__PROBLEM SET__.
• A. Render this sentence from the Everton match report below into Spanish: "The pair grabbed hold of this match and steered it firmly in their team’s direction."
• B. How many lines in the records contain the string "heart"? Reply with the number alone.

Everton maintained their excellent form on Saturday by securing a richly-merited 2-0 victory at Huddersfield Town.
Cenk Tosun struck ruthlessly across goalkeeper Jonas Lossl on 39 minutes to set the Blues on the way to a win that means they have collected 14 points from the past 21 available – and are unbeaten in three matches away from home.
The success in West Yorkshire was wrapped up when midfielder Idrissa Gana Gueye arrowed a shot into the bottom corner with 13 minutes to play. Since beating Huddersfield in the reverse fixture back on 2 December the Toffees' form has been the sixth best in the Premier League – behind only the top five teams in the current standings.
Here, we identify five talking points from another authoritative Everton performance.
Everton perhaps edged the opening 39 minutes of this contest without being able to fully prise open their hosts.
There had been some encouragement, however, in the way the Blues were repeatedly finding space on the counter, with Theo Walcott and Wayne Rooney – playing in a more advanced role than he has occupied of late – picking up intelligent positions and looking primed to capitalise on any lapse in the home team’s rearguard.
Huddersfield weren’t devoid of forward thrust either – but a combination of Everton’s defensive discipline and their opponents’ inability to conjure up a telling final ball meant the Terriers’ attacks were routinely coming up short at the clutch moments.
This match was on a knife edge then, when Walcott and Cenk Tosun did something only top-class footballers can. The pair grabbed hold of this match and steered it firmly in their team’s direction.
Walcott’s anticipation was excellent to read Rajiv van La Parra’s wayward pass. The former Arsenal player sensed his prey was in sight and went for the kill.
Walcott demonstrated exceptional balance and awareness to drift by defender Zanka and Jonathan Hogg – the midfielder lumped with the unenviable task of keeping tabs on Walcott - before slipping a pass forward to Tosun. The striker still had a lot to do but completed the job splendidly, manoeuvring the ball to outfox the hesitant Christopher Schindler then unleashing an early shot which caught Lossl by surprise.
It was the type of match-defining episode Sam Allardyce would have had in mind when he added Walcott and Tosun to his squad in January.
The manager, for his part, was rewarded for continuing with Walcott on the left after watching the winger hit the winning goal against Newcastle on Monday following a mid-game switch of flanks with Yannick Bolasie.
Moreover, Allardyce consistently drives home the message to his players that quality penalty-box service to Tosun is odds-on to result in the Turk converting.
Since he reclaimed his place in the team at Burnley eight matches ago, Tosun has aimed 13 shots at goal, with seven directed on target and five ending up in the net.
Captain Phil Jagielka was dissecting this match when he hinted at the galvanising effect the potent Tousn has on his teammates.

Collected data entries
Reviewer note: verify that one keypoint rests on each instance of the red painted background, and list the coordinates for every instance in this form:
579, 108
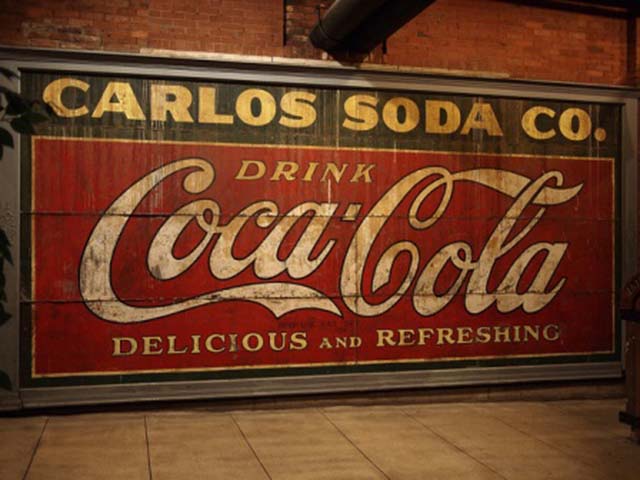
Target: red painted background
76, 181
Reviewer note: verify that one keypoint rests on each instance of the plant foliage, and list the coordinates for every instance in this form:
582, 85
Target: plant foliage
19, 115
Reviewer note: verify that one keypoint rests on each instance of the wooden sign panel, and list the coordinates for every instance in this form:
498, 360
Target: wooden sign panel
213, 230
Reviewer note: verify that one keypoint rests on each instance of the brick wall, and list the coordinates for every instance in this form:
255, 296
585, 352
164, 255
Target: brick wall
489, 35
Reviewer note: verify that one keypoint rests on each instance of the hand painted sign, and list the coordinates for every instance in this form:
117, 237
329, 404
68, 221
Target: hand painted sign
201, 227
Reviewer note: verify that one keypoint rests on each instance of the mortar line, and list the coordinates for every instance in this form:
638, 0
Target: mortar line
146, 438
354, 445
255, 454
35, 449
461, 450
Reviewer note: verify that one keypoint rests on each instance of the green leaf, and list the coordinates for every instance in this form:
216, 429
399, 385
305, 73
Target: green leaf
4, 316
3, 282
23, 126
6, 138
5, 381
5, 244
8, 73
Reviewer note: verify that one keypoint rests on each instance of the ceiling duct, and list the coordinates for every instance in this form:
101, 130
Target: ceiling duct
358, 26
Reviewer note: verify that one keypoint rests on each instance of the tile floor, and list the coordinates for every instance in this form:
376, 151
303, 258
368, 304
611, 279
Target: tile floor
579, 439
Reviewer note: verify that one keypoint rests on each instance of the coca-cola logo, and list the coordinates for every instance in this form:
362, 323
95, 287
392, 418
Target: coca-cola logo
474, 268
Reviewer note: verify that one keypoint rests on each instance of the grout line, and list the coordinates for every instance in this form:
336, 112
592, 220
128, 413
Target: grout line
146, 438
264, 469
354, 445
35, 449
461, 450
565, 452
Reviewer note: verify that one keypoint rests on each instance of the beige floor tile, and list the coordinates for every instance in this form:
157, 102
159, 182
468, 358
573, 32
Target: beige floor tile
92, 447
601, 414
200, 446
508, 451
404, 449
584, 431
304, 445
18, 439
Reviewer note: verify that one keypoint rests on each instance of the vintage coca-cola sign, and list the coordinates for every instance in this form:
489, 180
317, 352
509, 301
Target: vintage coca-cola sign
181, 227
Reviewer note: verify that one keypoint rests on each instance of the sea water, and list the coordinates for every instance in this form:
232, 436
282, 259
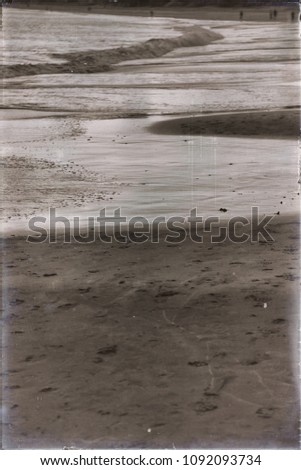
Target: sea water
255, 66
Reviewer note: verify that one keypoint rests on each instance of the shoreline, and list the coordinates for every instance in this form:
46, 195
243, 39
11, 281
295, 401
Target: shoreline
283, 124
198, 13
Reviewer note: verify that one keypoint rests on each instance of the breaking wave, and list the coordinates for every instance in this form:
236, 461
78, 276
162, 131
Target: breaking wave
103, 61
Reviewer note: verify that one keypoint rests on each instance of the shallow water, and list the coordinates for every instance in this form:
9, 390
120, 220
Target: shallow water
255, 66
247, 69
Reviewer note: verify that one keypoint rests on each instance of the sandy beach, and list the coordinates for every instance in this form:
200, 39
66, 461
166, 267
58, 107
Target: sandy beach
153, 345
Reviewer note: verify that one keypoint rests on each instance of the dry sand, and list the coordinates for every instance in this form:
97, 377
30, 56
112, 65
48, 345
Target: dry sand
154, 345
195, 342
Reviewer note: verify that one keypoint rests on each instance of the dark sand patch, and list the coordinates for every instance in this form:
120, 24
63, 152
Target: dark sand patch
270, 124
95, 358
94, 61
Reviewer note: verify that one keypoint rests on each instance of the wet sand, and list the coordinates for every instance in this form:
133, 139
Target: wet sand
283, 124
152, 346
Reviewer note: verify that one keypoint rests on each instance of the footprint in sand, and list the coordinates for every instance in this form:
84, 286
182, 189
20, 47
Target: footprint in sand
204, 406
265, 412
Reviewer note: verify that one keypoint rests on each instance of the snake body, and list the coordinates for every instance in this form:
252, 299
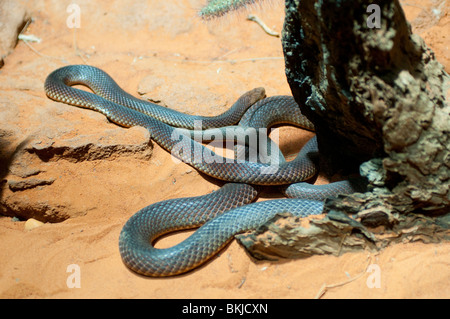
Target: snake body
222, 213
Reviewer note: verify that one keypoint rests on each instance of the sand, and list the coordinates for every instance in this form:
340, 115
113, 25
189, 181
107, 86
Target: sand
165, 51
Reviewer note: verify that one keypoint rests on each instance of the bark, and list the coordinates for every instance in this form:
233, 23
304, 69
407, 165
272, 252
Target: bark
377, 99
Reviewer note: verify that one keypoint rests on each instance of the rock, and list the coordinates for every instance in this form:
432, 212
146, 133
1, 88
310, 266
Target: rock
32, 224
13, 15
374, 95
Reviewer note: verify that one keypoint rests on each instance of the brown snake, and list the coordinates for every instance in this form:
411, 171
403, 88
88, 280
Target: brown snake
222, 213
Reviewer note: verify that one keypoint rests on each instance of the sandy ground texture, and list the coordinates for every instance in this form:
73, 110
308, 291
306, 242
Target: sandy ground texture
71, 166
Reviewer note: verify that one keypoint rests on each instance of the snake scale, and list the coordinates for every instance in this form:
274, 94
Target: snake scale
221, 214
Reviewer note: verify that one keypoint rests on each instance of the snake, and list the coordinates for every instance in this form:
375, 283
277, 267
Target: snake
222, 214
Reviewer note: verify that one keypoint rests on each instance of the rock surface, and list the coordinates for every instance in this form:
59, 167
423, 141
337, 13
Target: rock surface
13, 16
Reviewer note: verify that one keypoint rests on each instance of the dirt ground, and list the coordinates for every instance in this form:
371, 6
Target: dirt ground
162, 51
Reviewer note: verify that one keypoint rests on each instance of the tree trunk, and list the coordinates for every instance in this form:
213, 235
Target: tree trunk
377, 99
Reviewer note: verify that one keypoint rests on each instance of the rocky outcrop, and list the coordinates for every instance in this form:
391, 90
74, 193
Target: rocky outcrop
376, 96
13, 16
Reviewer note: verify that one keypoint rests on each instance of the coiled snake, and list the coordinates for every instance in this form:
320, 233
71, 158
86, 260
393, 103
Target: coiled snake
221, 214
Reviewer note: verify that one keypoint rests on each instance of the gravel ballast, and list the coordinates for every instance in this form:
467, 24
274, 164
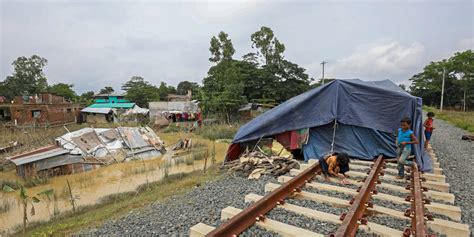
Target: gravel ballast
456, 158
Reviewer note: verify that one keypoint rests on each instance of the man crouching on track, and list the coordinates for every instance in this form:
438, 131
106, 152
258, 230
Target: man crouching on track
405, 138
335, 165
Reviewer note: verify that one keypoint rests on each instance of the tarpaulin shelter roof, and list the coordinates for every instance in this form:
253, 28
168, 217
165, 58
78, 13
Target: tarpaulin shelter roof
378, 105
112, 105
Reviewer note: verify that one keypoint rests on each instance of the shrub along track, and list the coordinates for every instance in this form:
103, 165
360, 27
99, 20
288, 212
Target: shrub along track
374, 203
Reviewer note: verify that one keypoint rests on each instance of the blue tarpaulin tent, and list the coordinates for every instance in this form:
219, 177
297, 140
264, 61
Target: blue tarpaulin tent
352, 116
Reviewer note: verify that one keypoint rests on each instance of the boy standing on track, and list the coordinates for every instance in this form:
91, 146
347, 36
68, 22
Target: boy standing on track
428, 128
405, 138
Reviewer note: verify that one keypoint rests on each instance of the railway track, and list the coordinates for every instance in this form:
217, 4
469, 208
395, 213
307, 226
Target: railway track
372, 187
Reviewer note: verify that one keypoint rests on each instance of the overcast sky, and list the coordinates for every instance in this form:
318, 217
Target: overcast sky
93, 44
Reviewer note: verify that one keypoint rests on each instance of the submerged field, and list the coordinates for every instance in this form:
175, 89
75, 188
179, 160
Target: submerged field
109, 191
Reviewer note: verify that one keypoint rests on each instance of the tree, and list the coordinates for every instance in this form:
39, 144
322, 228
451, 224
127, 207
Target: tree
164, 90
403, 87
107, 90
223, 88
288, 79
64, 90
185, 86
140, 91
27, 79
459, 84
221, 48
86, 98
270, 48
463, 70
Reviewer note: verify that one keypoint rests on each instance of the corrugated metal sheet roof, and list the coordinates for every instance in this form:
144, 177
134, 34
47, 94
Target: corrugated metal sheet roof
58, 161
96, 110
39, 156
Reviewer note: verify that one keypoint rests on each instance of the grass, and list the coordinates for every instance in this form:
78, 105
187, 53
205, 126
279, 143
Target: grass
120, 204
218, 131
464, 120
6, 204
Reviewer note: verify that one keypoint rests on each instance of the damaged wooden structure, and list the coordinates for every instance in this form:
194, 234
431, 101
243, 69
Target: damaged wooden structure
88, 149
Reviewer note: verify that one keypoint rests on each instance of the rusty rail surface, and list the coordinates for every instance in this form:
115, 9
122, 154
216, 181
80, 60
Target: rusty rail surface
257, 210
417, 210
350, 221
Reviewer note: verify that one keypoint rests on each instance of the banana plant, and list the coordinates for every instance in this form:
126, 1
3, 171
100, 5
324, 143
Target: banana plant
24, 200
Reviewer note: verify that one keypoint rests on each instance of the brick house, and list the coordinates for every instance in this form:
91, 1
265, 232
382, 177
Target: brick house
42, 109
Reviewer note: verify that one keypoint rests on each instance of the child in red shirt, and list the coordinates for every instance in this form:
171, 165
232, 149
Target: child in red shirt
428, 128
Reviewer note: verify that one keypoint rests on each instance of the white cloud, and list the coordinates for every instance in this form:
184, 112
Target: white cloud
381, 60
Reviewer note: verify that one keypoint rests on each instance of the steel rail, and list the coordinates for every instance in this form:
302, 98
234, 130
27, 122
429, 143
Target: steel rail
417, 211
350, 221
256, 211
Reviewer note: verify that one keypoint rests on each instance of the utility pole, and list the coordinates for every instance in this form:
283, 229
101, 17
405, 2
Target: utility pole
442, 91
322, 78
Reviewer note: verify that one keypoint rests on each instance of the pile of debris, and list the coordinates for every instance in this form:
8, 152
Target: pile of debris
255, 164
88, 149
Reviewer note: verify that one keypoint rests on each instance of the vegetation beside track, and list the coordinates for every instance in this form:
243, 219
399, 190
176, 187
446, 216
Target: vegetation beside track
464, 120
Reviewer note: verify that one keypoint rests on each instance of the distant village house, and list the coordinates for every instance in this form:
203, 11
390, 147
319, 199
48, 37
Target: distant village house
112, 108
42, 109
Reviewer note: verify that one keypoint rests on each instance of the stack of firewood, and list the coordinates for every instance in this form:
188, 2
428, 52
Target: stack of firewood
255, 164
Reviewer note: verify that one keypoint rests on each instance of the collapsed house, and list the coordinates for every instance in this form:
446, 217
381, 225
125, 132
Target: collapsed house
352, 116
88, 149
113, 108
41, 109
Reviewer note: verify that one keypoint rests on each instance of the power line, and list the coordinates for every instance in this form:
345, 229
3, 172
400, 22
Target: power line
322, 78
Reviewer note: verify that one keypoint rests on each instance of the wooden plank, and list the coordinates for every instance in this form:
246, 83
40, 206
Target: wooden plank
200, 230
374, 228
449, 228
322, 216
272, 225
443, 226
447, 210
313, 196
442, 196
433, 177
443, 187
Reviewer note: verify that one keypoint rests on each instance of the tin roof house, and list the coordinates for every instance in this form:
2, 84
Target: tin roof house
107, 107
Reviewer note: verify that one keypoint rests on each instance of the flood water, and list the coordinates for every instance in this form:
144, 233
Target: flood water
90, 187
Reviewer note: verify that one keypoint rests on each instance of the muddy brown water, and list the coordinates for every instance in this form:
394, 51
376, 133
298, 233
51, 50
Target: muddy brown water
90, 187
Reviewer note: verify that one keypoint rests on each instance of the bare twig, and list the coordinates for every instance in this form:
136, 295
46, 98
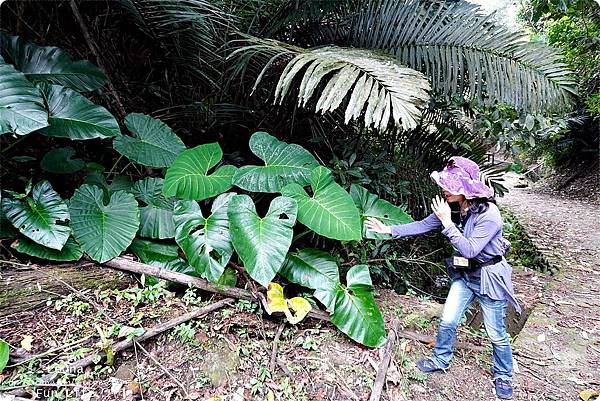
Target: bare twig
153, 359
50, 351
385, 362
94, 48
127, 264
128, 343
275, 345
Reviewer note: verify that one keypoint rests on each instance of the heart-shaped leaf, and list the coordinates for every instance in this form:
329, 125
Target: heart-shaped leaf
155, 144
314, 269
103, 231
42, 217
187, 177
284, 164
206, 241
156, 218
369, 205
70, 251
262, 243
353, 307
7, 230
276, 302
71, 115
50, 64
60, 161
356, 313
21, 105
330, 211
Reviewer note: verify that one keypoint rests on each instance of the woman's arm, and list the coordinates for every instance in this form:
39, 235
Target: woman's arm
426, 225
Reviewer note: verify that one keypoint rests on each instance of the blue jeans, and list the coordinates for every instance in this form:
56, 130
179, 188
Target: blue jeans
462, 293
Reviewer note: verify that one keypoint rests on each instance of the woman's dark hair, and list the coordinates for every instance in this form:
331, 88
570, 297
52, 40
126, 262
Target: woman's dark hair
480, 205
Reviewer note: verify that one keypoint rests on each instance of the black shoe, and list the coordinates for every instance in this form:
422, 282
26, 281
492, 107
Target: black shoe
503, 389
428, 366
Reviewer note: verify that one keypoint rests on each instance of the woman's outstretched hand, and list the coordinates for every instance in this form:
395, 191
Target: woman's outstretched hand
441, 208
375, 225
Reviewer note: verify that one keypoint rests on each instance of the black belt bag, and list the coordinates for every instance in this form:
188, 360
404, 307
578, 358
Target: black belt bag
458, 262
457, 265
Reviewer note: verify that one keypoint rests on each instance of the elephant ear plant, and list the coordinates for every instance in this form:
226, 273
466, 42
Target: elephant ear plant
195, 222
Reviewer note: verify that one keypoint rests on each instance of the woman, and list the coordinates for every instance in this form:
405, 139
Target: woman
480, 272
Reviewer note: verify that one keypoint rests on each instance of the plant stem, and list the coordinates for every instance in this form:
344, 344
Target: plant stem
13, 144
302, 234
113, 167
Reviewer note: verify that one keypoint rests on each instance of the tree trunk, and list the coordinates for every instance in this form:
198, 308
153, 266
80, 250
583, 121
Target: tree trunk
25, 288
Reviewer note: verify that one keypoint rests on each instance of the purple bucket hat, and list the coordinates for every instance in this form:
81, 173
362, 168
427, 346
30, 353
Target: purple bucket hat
461, 177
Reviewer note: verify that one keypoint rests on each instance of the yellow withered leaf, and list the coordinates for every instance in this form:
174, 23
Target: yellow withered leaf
295, 309
588, 394
300, 307
275, 299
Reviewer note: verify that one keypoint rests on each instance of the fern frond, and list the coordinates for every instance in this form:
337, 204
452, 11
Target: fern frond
371, 85
464, 51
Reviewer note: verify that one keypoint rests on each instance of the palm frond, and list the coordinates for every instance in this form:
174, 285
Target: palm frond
370, 84
464, 51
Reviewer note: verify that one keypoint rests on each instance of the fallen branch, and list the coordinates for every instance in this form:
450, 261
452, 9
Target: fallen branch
129, 265
126, 264
128, 343
275, 346
94, 48
385, 362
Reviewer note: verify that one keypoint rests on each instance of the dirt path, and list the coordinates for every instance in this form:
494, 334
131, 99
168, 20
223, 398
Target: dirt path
560, 343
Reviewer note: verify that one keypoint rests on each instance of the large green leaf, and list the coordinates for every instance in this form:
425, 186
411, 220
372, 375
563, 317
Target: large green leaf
330, 211
356, 313
316, 270
155, 144
71, 115
206, 241
284, 164
43, 217
352, 307
60, 161
103, 231
262, 243
50, 64
21, 105
70, 251
465, 52
156, 218
7, 230
187, 177
369, 205
162, 255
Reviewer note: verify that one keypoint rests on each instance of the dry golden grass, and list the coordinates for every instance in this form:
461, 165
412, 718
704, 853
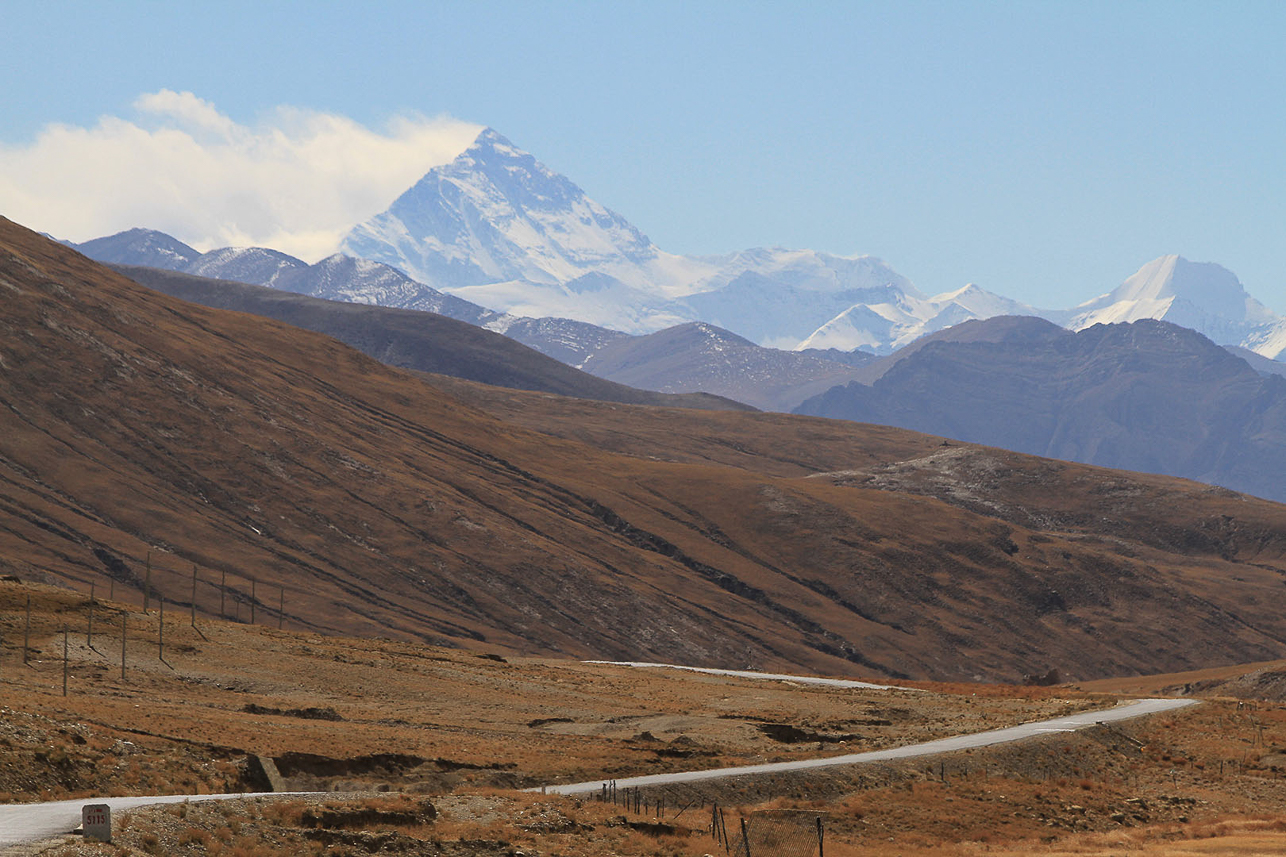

__TASK RESPONSES__.
• A. La pareja se adueñó de este partido y lo inclinó con firmeza a favor de su equipo.

• B. 2